◆ WHAT YOU ARE ASKED TO DO: Print every line below without adding or leaving out a single word.

*** Opening DATA PROVIDED ***

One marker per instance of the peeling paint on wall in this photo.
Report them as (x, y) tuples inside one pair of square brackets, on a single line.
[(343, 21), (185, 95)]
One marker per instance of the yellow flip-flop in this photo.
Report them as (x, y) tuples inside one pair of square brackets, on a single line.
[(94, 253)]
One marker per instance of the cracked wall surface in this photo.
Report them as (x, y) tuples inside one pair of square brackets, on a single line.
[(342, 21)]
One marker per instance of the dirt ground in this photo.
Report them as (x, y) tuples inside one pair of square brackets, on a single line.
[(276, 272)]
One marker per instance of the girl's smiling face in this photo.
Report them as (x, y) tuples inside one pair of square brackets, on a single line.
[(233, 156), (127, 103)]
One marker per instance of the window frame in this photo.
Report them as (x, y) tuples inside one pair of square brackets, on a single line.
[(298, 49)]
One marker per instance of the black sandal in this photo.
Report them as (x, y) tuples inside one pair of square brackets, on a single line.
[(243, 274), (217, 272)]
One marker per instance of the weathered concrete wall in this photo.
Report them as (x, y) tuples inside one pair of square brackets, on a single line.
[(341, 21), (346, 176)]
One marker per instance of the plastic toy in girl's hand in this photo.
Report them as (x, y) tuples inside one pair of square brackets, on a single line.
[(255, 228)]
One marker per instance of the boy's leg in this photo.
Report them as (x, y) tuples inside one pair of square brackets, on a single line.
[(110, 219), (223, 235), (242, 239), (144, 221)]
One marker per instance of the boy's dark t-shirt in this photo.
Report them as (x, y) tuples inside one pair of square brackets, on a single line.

*** Closing DATA PROVIDED ***

◆ RESPONSE:
One marker per instance of the peeling paint on wall in this photo.
Report them as (x, y) tuples inside one pair of square brackets, on a single line.
[(343, 21), (185, 95)]
One marker per instance of the yellow flip-flop in this photo.
Report them as (x, y) tuples inside one pair of square brackets, on a single line.
[(94, 253)]
One marker per instance of the cracked wall surface in this photo.
Report them as (x, y) tuples inside one pair of square brackets, on a single line.
[(342, 21)]
One marker per instance of the dirt ground in this photo.
Report them as (x, y) tuples inside one pair of square brackets, on a single line.
[(276, 272)]
One marker per instance of the girl's smiling face in this photo.
Report them as (x, y) tuples inside one pair of square brackets, on a single line.
[(233, 156), (127, 103)]
One marker per instance of the window frame in this photo.
Report them as (x, y) tuples inside one pair of square brackets, on a single line.
[(298, 49)]
One marker per instance of the black sandal in this photo.
Report them as (x, y) tuples inside one pair of square brackets, on a single line.
[(243, 274), (217, 272)]
One marker per instance of the weathered concrete wall in this photo.
Report them as (x, y) tuples inside one pair of square brackets, on a single line.
[(341, 21), (346, 176)]
One marker per instance of the plastic toy in girl's hand in this photo.
Report them as (x, y) tuples inside one pair of square brackets, on a single line.
[(255, 228)]
One marker per instance of the boy's leg in this photo.
Report them as (x, y) tuples inside one pair of square brackets, on a single line.
[(110, 219), (223, 235), (242, 239), (144, 221)]
One marker per instance of the boy's dark t-shirt in this photo.
Report them as (x, y) tuples inside one pair of square brackets, on a single line.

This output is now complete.